(Dataset records about object locations)

※ ※ ※

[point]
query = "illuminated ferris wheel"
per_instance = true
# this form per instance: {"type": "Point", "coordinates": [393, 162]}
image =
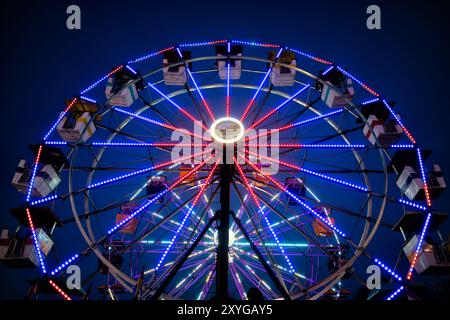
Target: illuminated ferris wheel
{"type": "Point", "coordinates": [314, 177]}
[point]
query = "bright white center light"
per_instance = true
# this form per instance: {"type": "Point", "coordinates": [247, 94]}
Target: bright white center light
{"type": "Point", "coordinates": [227, 130]}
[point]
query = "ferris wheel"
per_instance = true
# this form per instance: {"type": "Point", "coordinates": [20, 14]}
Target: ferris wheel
{"type": "Point", "coordinates": [290, 178]}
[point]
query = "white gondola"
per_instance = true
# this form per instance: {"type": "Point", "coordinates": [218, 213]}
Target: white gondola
{"type": "Point", "coordinates": [387, 132]}
{"type": "Point", "coordinates": [123, 96]}
{"type": "Point", "coordinates": [411, 183]}
{"type": "Point", "coordinates": [174, 76]}
{"type": "Point", "coordinates": [339, 97]}
{"type": "Point", "coordinates": [16, 252]}
{"type": "Point", "coordinates": [282, 76]}
{"type": "Point", "coordinates": [431, 259]}
{"type": "Point", "coordinates": [76, 127]}
{"type": "Point", "coordinates": [46, 180]}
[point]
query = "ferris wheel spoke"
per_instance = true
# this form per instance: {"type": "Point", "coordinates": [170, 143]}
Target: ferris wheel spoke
{"type": "Point", "coordinates": [252, 101]}
{"type": "Point", "coordinates": [199, 270]}
{"type": "Point", "coordinates": [296, 199]}
{"type": "Point", "coordinates": [262, 213]}
{"type": "Point", "coordinates": [208, 282]}
{"type": "Point", "coordinates": [204, 102]}
{"type": "Point", "coordinates": [186, 216]}
{"type": "Point", "coordinates": [299, 123]}
{"type": "Point", "coordinates": [310, 172]}
{"type": "Point", "coordinates": [158, 112]}
{"type": "Point", "coordinates": [140, 172]}
{"type": "Point", "coordinates": [238, 282]}
{"type": "Point", "coordinates": [301, 231]}
{"type": "Point", "coordinates": [156, 197]}
{"type": "Point", "coordinates": [256, 280]}
{"type": "Point", "coordinates": [182, 110]}
{"type": "Point", "coordinates": [275, 275]}
{"type": "Point", "coordinates": [158, 123]}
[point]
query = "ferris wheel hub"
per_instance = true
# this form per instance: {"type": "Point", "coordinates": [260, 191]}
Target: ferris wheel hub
{"type": "Point", "coordinates": [227, 130]}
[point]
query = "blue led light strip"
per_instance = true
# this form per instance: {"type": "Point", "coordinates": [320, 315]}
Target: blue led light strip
{"type": "Point", "coordinates": [252, 101]}
{"type": "Point", "coordinates": [412, 204]}
{"type": "Point", "coordinates": [419, 246]}
{"type": "Point", "coordinates": [156, 197]}
{"type": "Point", "coordinates": [389, 270]}
{"type": "Point", "coordinates": [142, 171]}
{"type": "Point", "coordinates": [395, 293]}
{"type": "Point", "coordinates": [261, 211]}
{"type": "Point", "coordinates": [43, 200]}
{"type": "Point", "coordinates": [37, 246]}
{"type": "Point", "coordinates": [310, 172]}
{"type": "Point", "coordinates": [64, 264]}
{"type": "Point", "coordinates": [186, 216]}
{"type": "Point", "coordinates": [326, 115]}
{"type": "Point", "coordinates": [303, 204]}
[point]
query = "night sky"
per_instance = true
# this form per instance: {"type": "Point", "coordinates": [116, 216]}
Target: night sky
{"type": "Point", "coordinates": [43, 62]}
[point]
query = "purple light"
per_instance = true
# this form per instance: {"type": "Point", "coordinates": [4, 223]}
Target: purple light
{"type": "Point", "coordinates": [389, 270]}
{"type": "Point", "coordinates": [44, 200]}
{"type": "Point", "coordinates": [413, 204]}
{"type": "Point", "coordinates": [64, 264]}
{"type": "Point", "coordinates": [393, 295]}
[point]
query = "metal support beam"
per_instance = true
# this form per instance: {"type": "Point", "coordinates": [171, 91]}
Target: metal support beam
{"type": "Point", "coordinates": [266, 266]}
{"type": "Point", "coordinates": [223, 216]}
{"type": "Point", "coordinates": [182, 260]}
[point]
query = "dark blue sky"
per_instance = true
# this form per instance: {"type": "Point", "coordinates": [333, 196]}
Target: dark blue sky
{"type": "Point", "coordinates": [43, 62]}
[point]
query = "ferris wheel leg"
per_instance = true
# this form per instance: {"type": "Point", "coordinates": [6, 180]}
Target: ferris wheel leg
{"type": "Point", "coordinates": [182, 260]}
{"type": "Point", "coordinates": [223, 219]}
{"type": "Point", "coordinates": [282, 290]}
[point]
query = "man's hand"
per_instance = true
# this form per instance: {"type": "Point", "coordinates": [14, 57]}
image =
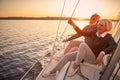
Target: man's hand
{"type": "Point", "coordinates": [99, 59]}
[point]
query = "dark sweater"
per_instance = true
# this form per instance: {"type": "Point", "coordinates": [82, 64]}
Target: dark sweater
{"type": "Point", "coordinates": [98, 44]}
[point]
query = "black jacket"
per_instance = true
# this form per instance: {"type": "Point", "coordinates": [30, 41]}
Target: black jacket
{"type": "Point", "coordinates": [98, 44]}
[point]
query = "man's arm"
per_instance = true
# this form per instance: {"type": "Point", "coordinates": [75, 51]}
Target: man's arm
{"type": "Point", "coordinates": [72, 37]}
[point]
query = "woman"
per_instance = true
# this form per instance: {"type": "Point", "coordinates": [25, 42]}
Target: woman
{"type": "Point", "coordinates": [103, 43]}
{"type": "Point", "coordinates": [74, 44]}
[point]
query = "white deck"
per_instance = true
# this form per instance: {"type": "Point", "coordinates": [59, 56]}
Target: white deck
{"type": "Point", "coordinates": [89, 71]}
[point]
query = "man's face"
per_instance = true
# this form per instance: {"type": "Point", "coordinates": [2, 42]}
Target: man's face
{"type": "Point", "coordinates": [101, 28]}
{"type": "Point", "coordinates": [94, 19]}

※ ※ ※

▶ _Aim_: Reproduce every line exactly and omit all pictures.

▶ _Exercise solution_:
[point]
query = "illuminated ferris wheel"
per_instance = true
# this form per instance: {"type": "Point", "coordinates": [393, 162]}
image =
Target: illuminated ferris wheel
{"type": "Point", "coordinates": [314, 177]}
[point]
query = "bright white center light"
per_instance = true
# this form per instance: {"type": "Point", "coordinates": [247, 94]}
Target: bright white center light
{"type": "Point", "coordinates": [227, 130]}
[point]
query = "ferris wheel"
per_instance = true
# this form per instance: {"type": "Point", "coordinates": [20, 14]}
Target: ferris wheel
{"type": "Point", "coordinates": [290, 178]}
[point]
query = "white gondola"
per_instance = true
# this form per instance: {"type": "Point", "coordinates": [218, 213]}
Target: white gondola
{"type": "Point", "coordinates": [387, 132]}
{"type": "Point", "coordinates": [123, 96]}
{"type": "Point", "coordinates": [411, 183]}
{"type": "Point", "coordinates": [174, 76]}
{"type": "Point", "coordinates": [339, 97]}
{"type": "Point", "coordinates": [16, 252]}
{"type": "Point", "coordinates": [282, 76]}
{"type": "Point", "coordinates": [431, 259]}
{"type": "Point", "coordinates": [76, 127]}
{"type": "Point", "coordinates": [46, 180]}
[point]
query = "ferris wheel spoke"
per_instance = true
# this form per instance: {"type": "Point", "coordinates": [170, 143]}
Target: ferris wheel spoke
{"type": "Point", "coordinates": [252, 101]}
{"type": "Point", "coordinates": [199, 270]}
{"type": "Point", "coordinates": [296, 199]}
{"type": "Point", "coordinates": [262, 213]}
{"type": "Point", "coordinates": [208, 282]}
{"type": "Point", "coordinates": [204, 102]}
{"type": "Point", "coordinates": [186, 216]}
{"type": "Point", "coordinates": [299, 123]}
{"type": "Point", "coordinates": [310, 172]}
{"type": "Point", "coordinates": [158, 112]}
{"type": "Point", "coordinates": [140, 172]}
{"type": "Point", "coordinates": [238, 282]}
{"type": "Point", "coordinates": [301, 231]}
{"type": "Point", "coordinates": [156, 197]}
{"type": "Point", "coordinates": [256, 280]}
{"type": "Point", "coordinates": [182, 110]}
{"type": "Point", "coordinates": [275, 275]}
{"type": "Point", "coordinates": [158, 123]}
[point]
query = "ferris wheel hub"
per_instance = true
# this form per instance: {"type": "Point", "coordinates": [260, 191]}
Target: ferris wheel hub
{"type": "Point", "coordinates": [227, 130]}
[point]
query = "blue led light strip"
per_instance = true
# this form per instance: {"type": "Point", "coordinates": [320, 315]}
Target: blue led light strip
{"type": "Point", "coordinates": [252, 101]}
{"type": "Point", "coordinates": [412, 204]}
{"type": "Point", "coordinates": [419, 246]}
{"type": "Point", "coordinates": [156, 197]}
{"type": "Point", "coordinates": [389, 270]}
{"type": "Point", "coordinates": [142, 171]}
{"type": "Point", "coordinates": [395, 293]}
{"type": "Point", "coordinates": [261, 211]}
{"type": "Point", "coordinates": [43, 200]}
{"type": "Point", "coordinates": [37, 246]}
{"type": "Point", "coordinates": [310, 172]}
{"type": "Point", "coordinates": [64, 264]}
{"type": "Point", "coordinates": [186, 216]}
{"type": "Point", "coordinates": [326, 115]}
{"type": "Point", "coordinates": [303, 204]}
[point]
query = "night sky"
per_instance = true
# this form per instance: {"type": "Point", "coordinates": [116, 216]}
Target: night sky
{"type": "Point", "coordinates": [43, 62]}
[point]
query = "purple light"
per_instance = true
# this form per instance: {"type": "Point", "coordinates": [4, 223]}
Target: purple light
{"type": "Point", "coordinates": [389, 270]}
{"type": "Point", "coordinates": [44, 200]}
{"type": "Point", "coordinates": [413, 204]}
{"type": "Point", "coordinates": [64, 264]}
{"type": "Point", "coordinates": [393, 295]}
[point]
query = "metal support beam"
per_instance = true
# this form per instance: {"type": "Point", "coordinates": [171, 91]}
Target: metal support beam
{"type": "Point", "coordinates": [266, 266]}
{"type": "Point", "coordinates": [223, 216]}
{"type": "Point", "coordinates": [182, 260]}
[point]
query = "dark blue sky"
per_instance = true
# this form per instance: {"type": "Point", "coordinates": [333, 196]}
Target: dark blue sky
{"type": "Point", "coordinates": [43, 62]}
[point]
query = "ferris wheel leg"
per_instance = true
# this form per instance: {"type": "Point", "coordinates": [6, 180]}
Target: ferris wheel leg
{"type": "Point", "coordinates": [182, 260]}
{"type": "Point", "coordinates": [223, 219]}
{"type": "Point", "coordinates": [282, 290]}
[point]
query = "man's hand"
per_instance = true
# this form per instance: {"type": "Point", "coordinates": [14, 57]}
image =
Target: man's hand
{"type": "Point", "coordinates": [99, 59]}
[point]
query = "dark sweater"
per_instance = true
# this form per instance: {"type": "Point", "coordinates": [82, 64]}
Target: dark sweater
{"type": "Point", "coordinates": [98, 44]}
[point]
query = "black jacket"
per_instance = true
# this form per instance: {"type": "Point", "coordinates": [30, 41]}
Target: black jacket
{"type": "Point", "coordinates": [98, 44]}
[point]
query = "man's arm"
per_instance = true
# this form per instance: {"type": "Point", "coordinates": [75, 51]}
Target: man's arm
{"type": "Point", "coordinates": [72, 37]}
[point]
query = "woman"
per_instance = true
# this form per instance: {"type": "Point", "coordinates": [25, 42]}
Target: woman
{"type": "Point", "coordinates": [103, 43]}
{"type": "Point", "coordinates": [74, 44]}
[point]
query = "white deck"
per_instance = true
# this form per instance: {"type": "Point", "coordinates": [59, 56]}
Target: white deck
{"type": "Point", "coordinates": [89, 71]}
[point]
query = "man's face"
per_instance = true
# this form per instance: {"type": "Point", "coordinates": [2, 42]}
Target: man's face
{"type": "Point", "coordinates": [101, 28]}
{"type": "Point", "coordinates": [94, 19]}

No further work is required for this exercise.